[Défis]:
[1] D'après le texte fourni, combien d'enfants a la personne dont il est question au début ?
[2] Recopiez fidèlement le passage du texte fourni qui commence aux mots « 28 Mars 2014 » et s'arrête après les mots « et le compagnon. ».

[Texte fourni]:
28 Mars 2014
Il était marié, a 3 enfants, avait une vie et a intégré la GLDF il y a plusieurs années.
Puis quelque chose a pris forme. ..
Des femmes et des hommes, peu importe le lieu et le temps, ont interpellé, comme lui, l’être qui sommeillait en eux. Ont déconstruit l’image qu’elles et ils avaient d’eux-mêmes, qu’une société et des circonstances avaient forgés. Se sont reconstruit, transformés, devenant lucides à eux-mêmes.
Parfois, il s’agit d’une libération, la perte de quelques certitudes, l’arrivée de nouveaux rêves, un claque à l’égo. Nous ne sommes pas tout à fait ce que nous croyons de nous-même. La maçonnerie nous l’apprend. Ce travail est finalement nécessaire pour l’apprenti et le compagnon.
Seulement, pour lui ce fut d’être elle.
Illustration : ~~"I Like Him I Like Her" de Shurooq Amin. Dans sa série "It's a Man's world", ... m2jc.fr
« Personne ne peut savoir à l’avance ce que cette merveilleuse aventure nous réserve, parfois la surprise est de taille, la pierre à tailler est de nature ingrate, et l’on se souvient du breuvage d’amertume que nous bûmes jusqu’à la lie.

[Données fournies]:
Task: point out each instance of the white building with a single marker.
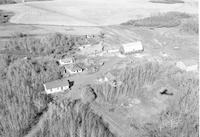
(56, 86)
(66, 61)
(133, 47)
(73, 69)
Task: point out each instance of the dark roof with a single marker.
(57, 83)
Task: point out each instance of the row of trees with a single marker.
(180, 119)
(73, 119)
(170, 19)
(30, 63)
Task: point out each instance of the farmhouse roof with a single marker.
(57, 83)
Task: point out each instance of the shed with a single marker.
(133, 47)
(56, 86)
(74, 69)
(66, 61)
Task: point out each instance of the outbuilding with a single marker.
(56, 86)
(66, 61)
(73, 69)
(133, 47)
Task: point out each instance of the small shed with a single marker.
(133, 47)
(109, 77)
(66, 61)
(56, 86)
(74, 69)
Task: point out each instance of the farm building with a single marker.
(84, 46)
(66, 61)
(109, 77)
(56, 86)
(133, 47)
(73, 69)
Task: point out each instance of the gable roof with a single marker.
(57, 83)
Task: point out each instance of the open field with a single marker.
(150, 96)
(88, 12)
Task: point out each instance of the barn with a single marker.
(66, 61)
(133, 47)
(56, 86)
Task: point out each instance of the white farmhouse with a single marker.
(133, 47)
(66, 61)
(56, 86)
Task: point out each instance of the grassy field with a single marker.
(167, 1)
(88, 12)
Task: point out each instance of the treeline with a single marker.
(191, 26)
(73, 119)
(167, 1)
(132, 81)
(181, 116)
(22, 96)
(56, 45)
(7, 1)
(169, 19)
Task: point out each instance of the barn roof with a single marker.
(57, 83)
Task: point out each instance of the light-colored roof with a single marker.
(133, 46)
(110, 76)
(66, 59)
(57, 83)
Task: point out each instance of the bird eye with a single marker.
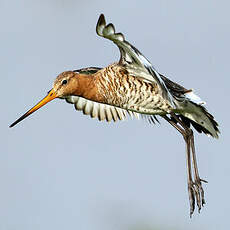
(64, 82)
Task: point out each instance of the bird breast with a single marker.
(120, 89)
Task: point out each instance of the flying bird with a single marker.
(133, 86)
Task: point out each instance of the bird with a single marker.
(132, 86)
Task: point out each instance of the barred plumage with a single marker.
(134, 86)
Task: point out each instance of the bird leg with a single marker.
(195, 190)
(198, 180)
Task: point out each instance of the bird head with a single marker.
(64, 85)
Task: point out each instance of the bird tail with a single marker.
(200, 119)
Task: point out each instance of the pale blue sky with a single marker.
(60, 169)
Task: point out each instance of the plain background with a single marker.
(60, 169)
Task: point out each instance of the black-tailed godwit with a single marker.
(133, 86)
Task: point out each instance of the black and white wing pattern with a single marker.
(132, 59)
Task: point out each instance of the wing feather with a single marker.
(131, 58)
(99, 110)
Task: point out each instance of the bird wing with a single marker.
(132, 59)
(99, 110)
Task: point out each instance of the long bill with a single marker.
(51, 95)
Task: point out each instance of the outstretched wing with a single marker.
(134, 62)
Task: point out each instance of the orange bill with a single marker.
(51, 95)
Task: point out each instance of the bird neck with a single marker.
(87, 87)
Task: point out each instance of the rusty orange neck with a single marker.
(87, 87)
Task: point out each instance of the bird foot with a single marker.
(196, 194)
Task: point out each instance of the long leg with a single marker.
(195, 189)
(198, 180)
(191, 192)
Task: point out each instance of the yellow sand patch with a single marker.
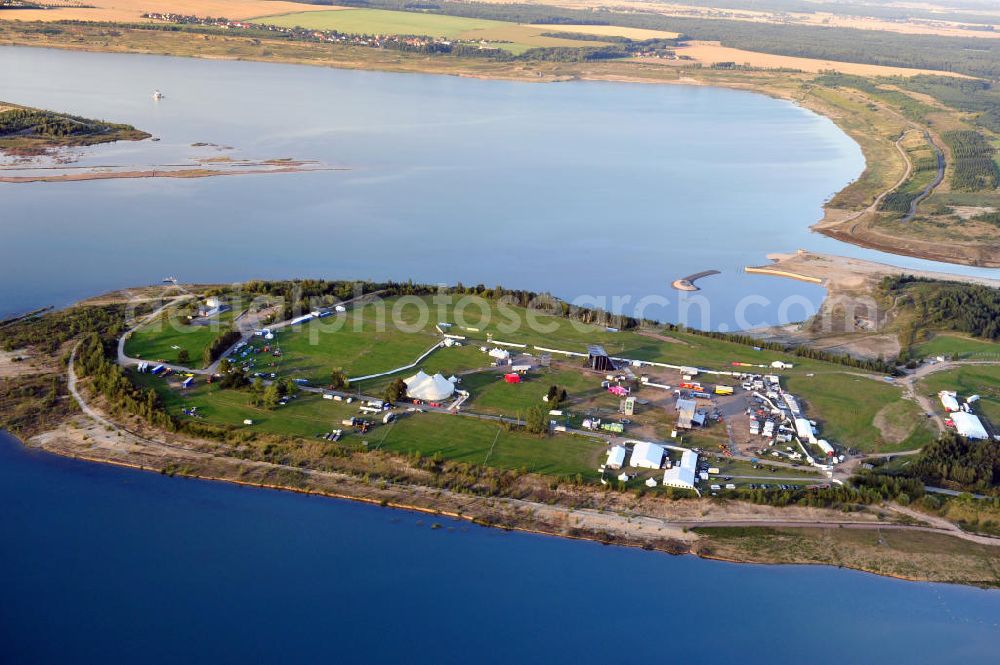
(612, 31)
(132, 10)
(710, 53)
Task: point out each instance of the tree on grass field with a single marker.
(271, 397)
(395, 391)
(338, 379)
(535, 421)
(556, 396)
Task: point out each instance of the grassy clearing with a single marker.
(380, 337)
(514, 37)
(862, 413)
(470, 440)
(305, 416)
(455, 437)
(957, 346)
(982, 380)
(157, 339)
(491, 394)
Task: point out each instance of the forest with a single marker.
(970, 95)
(953, 460)
(967, 308)
(966, 55)
(973, 168)
(20, 126)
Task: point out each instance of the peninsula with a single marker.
(28, 131)
(682, 441)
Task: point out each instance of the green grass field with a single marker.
(455, 437)
(513, 37)
(156, 340)
(306, 416)
(957, 346)
(471, 440)
(982, 380)
(491, 394)
(863, 413)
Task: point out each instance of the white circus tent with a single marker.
(428, 388)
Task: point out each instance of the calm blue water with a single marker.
(582, 189)
(102, 564)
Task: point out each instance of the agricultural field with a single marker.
(132, 10)
(306, 416)
(459, 438)
(982, 380)
(163, 339)
(862, 412)
(491, 394)
(381, 337)
(512, 37)
(711, 53)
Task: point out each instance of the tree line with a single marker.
(967, 55)
(969, 308)
(973, 168)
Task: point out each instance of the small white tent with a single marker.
(646, 455)
(969, 425)
(429, 388)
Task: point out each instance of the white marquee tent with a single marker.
(429, 388)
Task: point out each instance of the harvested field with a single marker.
(710, 53)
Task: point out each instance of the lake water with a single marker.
(102, 564)
(581, 189)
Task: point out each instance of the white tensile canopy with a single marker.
(428, 388)
(969, 425)
(646, 455)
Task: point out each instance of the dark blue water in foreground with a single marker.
(102, 564)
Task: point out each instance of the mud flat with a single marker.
(70, 174)
(688, 283)
(843, 273)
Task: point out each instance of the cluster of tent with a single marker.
(429, 388)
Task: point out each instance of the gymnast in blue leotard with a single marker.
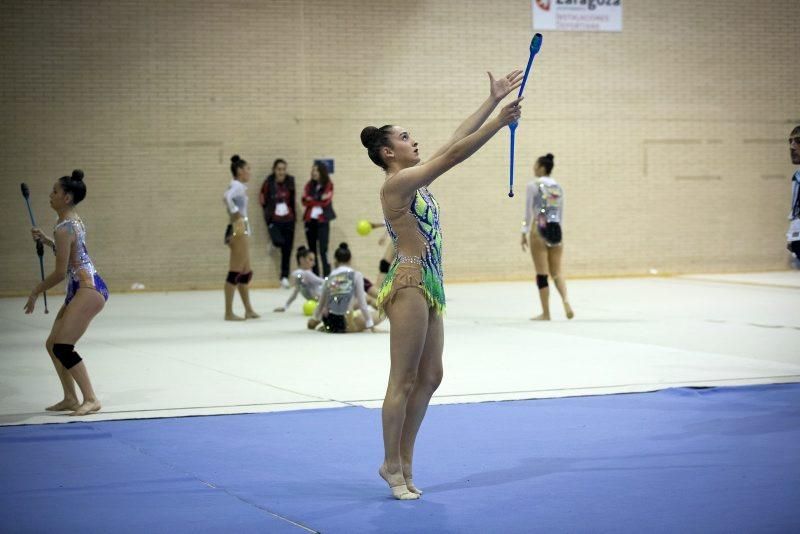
(86, 294)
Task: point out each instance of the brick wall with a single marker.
(669, 137)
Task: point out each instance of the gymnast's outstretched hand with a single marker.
(511, 112)
(500, 88)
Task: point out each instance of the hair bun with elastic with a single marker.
(369, 135)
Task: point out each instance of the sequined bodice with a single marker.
(80, 266)
(416, 232)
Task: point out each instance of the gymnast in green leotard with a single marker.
(412, 294)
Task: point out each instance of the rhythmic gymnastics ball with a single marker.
(309, 307)
(363, 227)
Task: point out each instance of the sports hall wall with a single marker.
(669, 137)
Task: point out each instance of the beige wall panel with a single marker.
(669, 137)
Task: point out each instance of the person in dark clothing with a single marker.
(277, 198)
(318, 200)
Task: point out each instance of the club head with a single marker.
(536, 43)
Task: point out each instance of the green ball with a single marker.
(363, 227)
(309, 307)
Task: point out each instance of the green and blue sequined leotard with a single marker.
(417, 238)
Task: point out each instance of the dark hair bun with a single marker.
(369, 135)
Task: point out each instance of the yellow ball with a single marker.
(363, 227)
(309, 307)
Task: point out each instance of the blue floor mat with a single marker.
(679, 460)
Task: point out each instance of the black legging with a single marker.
(286, 230)
(319, 232)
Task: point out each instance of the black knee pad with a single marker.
(66, 355)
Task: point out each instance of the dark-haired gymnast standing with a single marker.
(239, 272)
(412, 293)
(86, 294)
(544, 209)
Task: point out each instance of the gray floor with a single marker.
(170, 354)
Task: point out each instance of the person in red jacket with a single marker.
(277, 198)
(318, 200)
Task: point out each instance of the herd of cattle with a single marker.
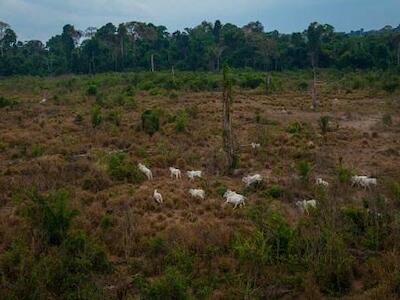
(238, 199)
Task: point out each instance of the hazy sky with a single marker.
(40, 19)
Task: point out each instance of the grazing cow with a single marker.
(146, 171)
(305, 205)
(158, 197)
(234, 198)
(175, 173)
(249, 180)
(193, 174)
(363, 181)
(197, 193)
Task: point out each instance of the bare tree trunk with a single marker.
(227, 122)
(152, 63)
(122, 53)
(268, 84)
(314, 90)
(398, 54)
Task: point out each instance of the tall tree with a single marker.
(315, 34)
(227, 101)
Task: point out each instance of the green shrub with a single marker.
(50, 214)
(78, 119)
(302, 86)
(181, 121)
(173, 95)
(106, 222)
(150, 121)
(324, 124)
(344, 175)
(172, 286)
(114, 117)
(4, 102)
(91, 90)
(276, 191)
(387, 120)
(119, 169)
(303, 170)
(37, 150)
(390, 85)
(295, 128)
(97, 117)
(180, 258)
(334, 270)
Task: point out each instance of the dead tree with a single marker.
(228, 143)
(152, 62)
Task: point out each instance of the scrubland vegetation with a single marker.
(77, 216)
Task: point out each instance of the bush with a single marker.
(96, 117)
(119, 169)
(91, 90)
(172, 286)
(334, 269)
(324, 124)
(276, 191)
(295, 128)
(181, 121)
(4, 102)
(114, 117)
(150, 122)
(303, 170)
(387, 120)
(49, 214)
(344, 175)
(37, 150)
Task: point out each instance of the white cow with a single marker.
(363, 181)
(197, 193)
(320, 181)
(175, 173)
(193, 174)
(249, 180)
(306, 204)
(146, 171)
(158, 197)
(234, 198)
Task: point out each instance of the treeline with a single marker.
(140, 46)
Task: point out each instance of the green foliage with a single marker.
(276, 191)
(4, 102)
(387, 120)
(324, 124)
(50, 214)
(334, 270)
(295, 128)
(181, 121)
(91, 90)
(171, 286)
(37, 150)
(119, 169)
(344, 174)
(114, 117)
(303, 170)
(180, 258)
(97, 117)
(106, 222)
(150, 122)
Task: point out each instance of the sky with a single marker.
(41, 19)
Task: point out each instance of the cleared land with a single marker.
(53, 145)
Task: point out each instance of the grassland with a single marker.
(82, 146)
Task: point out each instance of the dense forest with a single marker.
(136, 46)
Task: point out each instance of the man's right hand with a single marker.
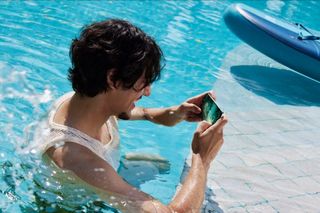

[Réponses]:
[1] Trois enfants.

[2]
28 Mars 2014
Il était marié, a 3 enfants, avait une vie et a intégré la GLDF il y a plusieurs années.
Puis quelque chose a pris forme. ..
Des femmes et des hommes, peu importe le lieu et le temps, ont interpellé, comme lui, l’être qui sommeillait en eux. Ont déconstruit l’image qu’elles et ils avaient d’eux-mêmes, qu’une société et des circonstances avaient forgés. Se sont reconstruit, transformés, devenant lucides à eux-mêmes.
Parfois, il s’agit d’une libération, la perte de quelques certitudes, l’arrivée de nouveaux rêves, un claque à l’égo. Nous ne sommes pas tout à fait ce que nous croyons de nous-même. La maçonnerie nous l’apprend. Ce travail est finalement nécessaire pour l’apprenti et le compagnon.